GIVEN DATA:
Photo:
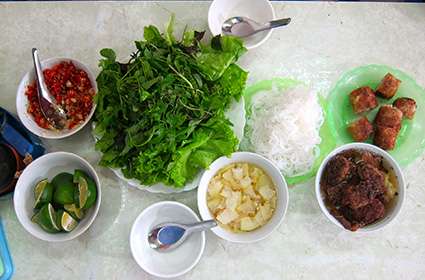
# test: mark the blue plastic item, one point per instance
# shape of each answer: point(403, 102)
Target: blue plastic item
point(16, 135)
point(6, 265)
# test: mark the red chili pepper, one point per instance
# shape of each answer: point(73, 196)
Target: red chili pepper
point(68, 85)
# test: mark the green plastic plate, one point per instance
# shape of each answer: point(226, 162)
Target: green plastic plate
point(411, 140)
point(328, 141)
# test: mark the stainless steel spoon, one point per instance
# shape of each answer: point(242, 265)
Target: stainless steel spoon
point(167, 236)
point(54, 113)
point(244, 27)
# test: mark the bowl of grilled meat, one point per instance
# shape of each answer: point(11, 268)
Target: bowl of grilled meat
point(360, 187)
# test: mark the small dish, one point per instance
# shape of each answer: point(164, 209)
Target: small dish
point(259, 10)
point(390, 162)
point(48, 166)
point(22, 101)
point(167, 264)
point(281, 189)
point(410, 141)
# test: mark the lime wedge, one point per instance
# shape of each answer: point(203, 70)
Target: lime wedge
point(92, 190)
point(64, 188)
point(46, 219)
point(81, 193)
point(43, 193)
point(68, 223)
point(75, 212)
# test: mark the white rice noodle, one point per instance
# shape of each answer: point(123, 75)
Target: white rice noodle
point(285, 128)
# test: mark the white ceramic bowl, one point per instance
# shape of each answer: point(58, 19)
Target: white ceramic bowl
point(259, 10)
point(172, 263)
point(49, 166)
point(388, 161)
point(278, 180)
point(22, 101)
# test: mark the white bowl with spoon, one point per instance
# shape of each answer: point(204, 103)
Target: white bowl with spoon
point(260, 11)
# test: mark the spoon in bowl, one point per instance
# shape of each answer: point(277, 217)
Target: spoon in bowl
point(53, 113)
point(167, 236)
point(244, 27)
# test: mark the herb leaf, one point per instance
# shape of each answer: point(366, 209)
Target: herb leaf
point(160, 116)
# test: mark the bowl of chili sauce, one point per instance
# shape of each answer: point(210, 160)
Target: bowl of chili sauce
point(73, 86)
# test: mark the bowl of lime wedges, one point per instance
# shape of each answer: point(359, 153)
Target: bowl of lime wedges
point(57, 197)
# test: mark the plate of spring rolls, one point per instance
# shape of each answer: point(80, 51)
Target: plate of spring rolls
point(380, 105)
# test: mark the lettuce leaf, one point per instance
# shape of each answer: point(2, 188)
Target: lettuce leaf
point(160, 116)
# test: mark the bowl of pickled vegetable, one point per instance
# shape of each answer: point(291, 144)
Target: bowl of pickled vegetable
point(57, 197)
point(246, 194)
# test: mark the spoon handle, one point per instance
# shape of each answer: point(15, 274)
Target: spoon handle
point(201, 226)
point(39, 75)
point(279, 22)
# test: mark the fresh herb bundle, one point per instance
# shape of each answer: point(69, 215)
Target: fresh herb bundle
point(160, 117)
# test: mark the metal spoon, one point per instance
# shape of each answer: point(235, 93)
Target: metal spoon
point(244, 27)
point(167, 236)
point(54, 113)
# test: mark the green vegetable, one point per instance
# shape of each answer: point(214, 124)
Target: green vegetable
point(160, 117)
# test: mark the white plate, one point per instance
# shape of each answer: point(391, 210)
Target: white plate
point(172, 263)
point(236, 115)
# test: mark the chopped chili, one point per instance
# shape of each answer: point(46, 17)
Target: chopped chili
point(72, 89)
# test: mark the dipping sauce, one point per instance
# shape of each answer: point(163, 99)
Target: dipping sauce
point(241, 197)
point(72, 89)
point(358, 188)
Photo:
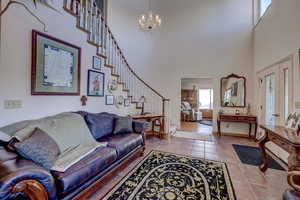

AIM:
Number every line of the entries above as a list, omitting blank lines and the pictures.

SOLUTION FOR THIS PROBLEM:
1. Photo:
2. # test: mark the blue plastic item, one point per instance
3. # shape of each answer: point(403, 102)
4. Target: blue plastic item
5. point(16, 135)
6. point(6, 265)
7. # test: mark the red chili pepper, one point per instance
8. # shape of each answer: point(73, 196)
9. Target: red chili pepper
10. point(68, 85)
11. # test: mark the green plastic plate, one point per instance
12. # shape of each answer: point(226, 162)
13. Target: green plastic plate
14. point(411, 140)
15. point(328, 141)
16. # test: mark the stainless steel spoon, one point per instance
17. # shape of each answer: point(242, 265)
18. Target: stainless steel spoon
19. point(167, 236)
20. point(54, 113)
21. point(244, 27)
22. # test: mark the bowl of grilled meat, one point per instance
23. # shape of each answer: point(11, 268)
24. Target: bowl of grilled meat
25. point(360, 187)
26. # test: mark the small dish, one point per instance
27. # shape of each answer: point(164, 209)
28. Target: small dish
29. point(259, 10)
30. point(390, 162)
31. point(48, 166)
32. point(22, 101)
33. point(167, 264)
34. point(281, 189)
35. point(410, 141)
36. # test: mark the lime wedge, one point per instance
37. # shape of each answer: point(203, 70)
38. Target: lime wedge
39. point(92, 190)
40. point(64, 188)
41. point(46, 219)
42. point(81, 193)
43. point(43, 193)
44. point(68, 223)
45. point(75, 212)
46. # test: mark the white rice noodle, one point per instance
47. # shape of each answer: point(123, 75)
48. Target: white rice noodle
49. point(285, 128)
50. # test: mark the white ceramic bowl, one point per instance
51. # shape of each answer: point(58, 19)
52. Target: white ceramic bowl
53. point(259, 10)
54. point(172, 263)
55. point(49, 166)
56. point(388, 161)
57. point(278, 180)
58. point(22, 101)
59. # test: mark the white bowl with spoon, one point per instance
60. # shape of each answer: point(204, 103)
61. Target: white bowl with spoon
62. point(260, 11)
63. # test: mark the spoon in bowl, one point per instance
64. # shape of each answer: point(277, 217)
65. Target: spoon in bowl
66. point(53, 113)
67. point(167, 236)
68. point(244, 27)
69. # test: mark the herb leaf, one point per instance
70. # shape of each answer: point(366, 209)
71. Target: herb leaf
72. point(160, 116)
73. # test: mark the bowl of chili sauce, one point per instance
74. # shape of each answer: point(210, 160)
75. Target: bowl of chili sauce
76. point(73, 86)
77. # test: mark the bowl of lime wedges, one point per instance
78. # shape of each answer: point(359, 153)
79. Target: bowl of lime wedges
80. point(57, 197)
81. # test: mark the plate of spring rolls, one point per instance
82. # shape of each answer: point(80, 51)
83. Target: plate of spring rolls
84. point(380, 105)
85. # test: mark the lettuce leaf, one point per instance
86. # shape of each answer: point(2, 188)
87. Target: lettuce leaf
88. point(160, 116)
89. # test: mark the bowl of pickled vegetable, one point per instance
90. # shape of each answer: point(291, 144)
91. Target: bowl of pickled vegetable
92. point(57, 197)
93. point(246, 194)
94. # test: mark the spoon handle, one point per instance
95. # shape of each answer: point(15, 274)
96. Target: spoon handle
97. point(201, 226)
98. point(39, 75)
99. point(279, 22)
100. # test: mark the fresh herb bundle, one point per instance
101. # shape of each answer: point(69, 215)
102. Target: fresh herb bundle
103. point(160, 117)
104. # test: mark the metal spoon, one point per instance
105. # shape of each answer: point(235, 93)
106. Target: metal spoon
107. point(244, 27)
108. point(167, 236)
109. point(54, 113)
110. # test: mark the green vegetable, one point per instance
111. # shape of each answer: point(214, 124)
112. Target: green vegetable
113. point(160, 117)
114. # test: mark the white plate, one point per instance
115. # shape of each answer: point(391, 210)
116. Target: white plate
117. point(172, 263)
118. point(236, 115)
119. # test: mark the chopped chili, one point per instance
120. # shape of each answer: point(46, 17)
121. Target: chopped chili
122. point(72, 89)
123. # test: mark the dipping sauce, one point per instance
124. # shape of each answer: point(163, 99)
125. Target: dipping sauce
126. point(241, 197)
127. point(72, 89)
128. point(358, 188)
129. Photo:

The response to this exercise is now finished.